• WHAT THE EXERCISE ASKS:
Reproduce each of the rows below word for word, keeping every line in its original order.

--- Begin STORED RECORDS ---

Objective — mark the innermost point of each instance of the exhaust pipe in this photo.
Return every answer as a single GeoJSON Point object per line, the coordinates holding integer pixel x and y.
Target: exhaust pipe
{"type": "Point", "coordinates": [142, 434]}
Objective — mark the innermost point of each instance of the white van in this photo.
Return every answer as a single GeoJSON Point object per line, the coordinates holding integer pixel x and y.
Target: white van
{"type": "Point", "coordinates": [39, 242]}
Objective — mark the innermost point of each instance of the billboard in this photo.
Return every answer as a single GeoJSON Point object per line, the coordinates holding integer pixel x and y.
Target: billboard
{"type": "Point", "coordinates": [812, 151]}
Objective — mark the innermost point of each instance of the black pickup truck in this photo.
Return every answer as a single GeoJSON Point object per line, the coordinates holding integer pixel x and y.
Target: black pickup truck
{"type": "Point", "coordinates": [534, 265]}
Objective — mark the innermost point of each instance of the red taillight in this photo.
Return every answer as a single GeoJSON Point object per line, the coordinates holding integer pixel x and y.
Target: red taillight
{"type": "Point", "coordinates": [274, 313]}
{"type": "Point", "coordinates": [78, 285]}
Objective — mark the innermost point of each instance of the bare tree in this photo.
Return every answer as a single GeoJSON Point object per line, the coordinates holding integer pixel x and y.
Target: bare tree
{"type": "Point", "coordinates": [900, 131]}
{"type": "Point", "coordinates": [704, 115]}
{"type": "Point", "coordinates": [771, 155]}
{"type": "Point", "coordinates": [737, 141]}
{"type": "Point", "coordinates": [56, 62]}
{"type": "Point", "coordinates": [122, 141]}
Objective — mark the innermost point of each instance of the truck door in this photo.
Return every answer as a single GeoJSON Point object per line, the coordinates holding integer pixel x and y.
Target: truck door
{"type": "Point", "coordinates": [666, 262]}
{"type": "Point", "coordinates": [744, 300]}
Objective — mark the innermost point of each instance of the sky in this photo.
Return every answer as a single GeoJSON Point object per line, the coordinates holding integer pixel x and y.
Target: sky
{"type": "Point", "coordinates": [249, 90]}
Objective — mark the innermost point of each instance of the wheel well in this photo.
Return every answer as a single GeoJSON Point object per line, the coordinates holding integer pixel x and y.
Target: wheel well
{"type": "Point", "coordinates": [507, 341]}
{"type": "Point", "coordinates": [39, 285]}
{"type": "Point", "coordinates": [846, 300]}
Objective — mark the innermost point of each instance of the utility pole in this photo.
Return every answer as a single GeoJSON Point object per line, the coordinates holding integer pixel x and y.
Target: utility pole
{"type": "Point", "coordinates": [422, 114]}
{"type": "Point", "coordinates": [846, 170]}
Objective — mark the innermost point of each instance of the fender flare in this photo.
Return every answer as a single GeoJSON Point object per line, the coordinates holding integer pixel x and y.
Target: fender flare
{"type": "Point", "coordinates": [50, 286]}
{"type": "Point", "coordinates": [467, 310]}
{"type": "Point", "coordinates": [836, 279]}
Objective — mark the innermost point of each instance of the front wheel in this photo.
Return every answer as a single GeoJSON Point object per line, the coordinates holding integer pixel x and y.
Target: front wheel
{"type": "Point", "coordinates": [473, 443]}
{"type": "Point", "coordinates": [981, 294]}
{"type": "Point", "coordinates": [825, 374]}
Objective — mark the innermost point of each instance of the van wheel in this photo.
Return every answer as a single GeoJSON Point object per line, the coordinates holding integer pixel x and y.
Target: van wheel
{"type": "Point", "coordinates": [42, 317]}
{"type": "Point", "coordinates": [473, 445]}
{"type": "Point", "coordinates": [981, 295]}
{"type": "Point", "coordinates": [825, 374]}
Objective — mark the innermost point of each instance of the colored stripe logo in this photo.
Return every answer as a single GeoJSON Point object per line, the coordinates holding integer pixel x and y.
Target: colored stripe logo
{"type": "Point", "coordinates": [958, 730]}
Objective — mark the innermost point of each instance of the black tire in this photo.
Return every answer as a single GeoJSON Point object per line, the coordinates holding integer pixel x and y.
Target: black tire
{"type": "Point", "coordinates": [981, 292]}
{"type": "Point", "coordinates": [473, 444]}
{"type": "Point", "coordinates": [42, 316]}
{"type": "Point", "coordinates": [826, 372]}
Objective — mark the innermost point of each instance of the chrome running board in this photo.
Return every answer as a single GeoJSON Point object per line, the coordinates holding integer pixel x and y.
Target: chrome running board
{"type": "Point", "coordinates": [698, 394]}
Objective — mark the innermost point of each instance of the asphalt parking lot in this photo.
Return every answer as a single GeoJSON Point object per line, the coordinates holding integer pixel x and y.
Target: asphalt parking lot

--- End STORED RECORDS ---

• SOLVED EXERCISE:
Objective — mark the innermost point of each instance of the exhaust pipe in this photo.
Return every answer as a single GeoJSON Point object per line, the coordinates holding integer pixel x and y.
Target: exhaust pipe
{"type": "Point", "coordinates": [142, 434]}
Objective — mark the innermost point of each instance of the white van in this photo.
Return every answer as a single GeoJSON Point object per line, the coordinates holding integer pixel x and y.
Target: white van
{"type": "Point", "coordinates": [39, 242]}
Objective — mark the innermost point of each instance of the billboard in this photo.
Return every answer as a single GeoJSON Point object per line, the coordinates holding integer pixel x and y.
Target: billboard
{"type": "Point", "coordinates": [812, 151]}
Objective — mark the innermost point of each instance of the black pickup truck in this photo.
Return every answer as a single GeoJSON Point object per line, the coordinates holding integer pixel x and y.
Target: black pickup truck
{"type": "Point", "coordinates": [534, 265]}
Objective — mark the innermost point of each instance of the red taillight in this photo.
Return every answer as a single GeoJSON Point object per line, the coordinates holding integer pixel x and y.
Target: red taillight
{"type": "Point", "coordinates": [274, 313]}
{"type": "Point", "coordinates": [78, 285]}
Objective — mark the innermost point of each instance of the bare tree in this photo.
Return every answer as a single GeoJSON Point object per line, the coordinates holding integer pixel x and y.
Target: bare tree
{"type": "Point", "coordinates": [900, 131]}
{"type": "Point", "coordinates": [704, 115]}
{"type": "Point", "coordinates": [771, 155]}
{"type": "Point", "coordinates": [737, 141]}
{"type": "Point", "coordinates": [56, 62]}
{"type": "Point", "coordinates": [122, 141]}
Objective — mark the innermost point of each instance of the truck door in this photo.
Return every answer as a single GeoJSON Point object per line, the coordinates holding integer pixel x and y.
Target: truck door
{"type": "Point", "coordinates": [666, 262]}
{"type": "Point", "coordinates": [744, 300]}
Objective — mark the innermost point of each instance of the sky in this photo.
Return every answer as a single GeoJSON Point object per line, the coordinates holding integer pixel x and y.
Target: sky
{"type": "Point", "coordinates": [249, 90]}
Objective — mark the innermost point of each instance of the wheel well in this photo.
Return every answer as a single GeoJSON Point object per line, the coordinates holding integer pixel x and y.
Target: wheel well
{"type": "Point", "coordinates": [507, 341]}
{"type": "Point", "coordinates": [39, 285]}
{"type": "Point", "coordinates": [846, 300]}
Objective — mark the innermost point of each instance of the utility pole in this photo.
Return every answer as a single GeoJSON Point object per line, the coordinates holding integer pixel x and y.
Target: utility pole
{"type": "Point", "coordinates": [422, 114]}
{"type": "Point", "coordinates": [846, 170]}
Objective — mark the innermost point of each instance of the fender flare in this photo.
Return every answer as a single GeoJSON Point object per line, the coordinates holding integer pixel x and y.
Target: fender flare
{"type": "Point", "coordinates": [50, 286]}
{"type": "Point", "coordinates": [467, 310]}
{"type": "Point", "coordinates": [836, 279]}
Objective — mark the innermost point of each instance of the front wheel in this photo.
Return every answer as a single GeoJSON Point object per line, the coordinates holding integer pixel x and y.
Target: front wheel
{"type": "Point", "coordinates": [473, 443]}
{"type": "Point", "coordinates": [981, 294]}
{"type": "Point", "coordinates": [825, 374]}
Objective — mark the innermost point of each instance of the van wheel in this photo.
Return every answer as a single GeoJSON Point object per line, the coordinates holding integer pixel x and y.
Target: van wheel
{"type": "Point", "coordinates": [42, 317]}
{"type": "Point", "coordinates": [473, 445]}
{"type": "Point", "coordinates": [981, 295]}
{"type": "Point", "coordinates": [825, 374]}
Objective — mark the innermost point of each instance of the colored stripe logo in this photo.
Return every answer as a single GeoJSON Point object per line, the coordinates holding integer pixel x and y.
Target: colored stripe logo
{"type": "Point", "coordinates": [958, 730]}
Objective — mark the innermost point of each instance of the black tire in this photo.
Return every answer as a single GeoJSON Point object per line, the coordinates holding integer pixel x and y.
Target: black tire
{"type": "Point", "coordinates": [981, 292]}
{"type": "Point", "coordinates": [473, 444]}
{"type": "Point", "coordinates": [42, 316]}
{"type": "Point", "coordinates": [826, 372]}
Objective — mark the innermost point of each instance of the chrome running board in this photo.
Return every answer as a single GeoJSON Point object per line, the coordinates holding integer pixel x and y.
Target: chrome running board
{"type": "Point", "coordinates": [698, 394]}
Objective — mark the innermost point of each instance of the asphalt parking lot in this photo.
Return every answer as a single GeoJSON Point object per line, the coordinates holding integer pixel x and y.
Target: asphalt parking lot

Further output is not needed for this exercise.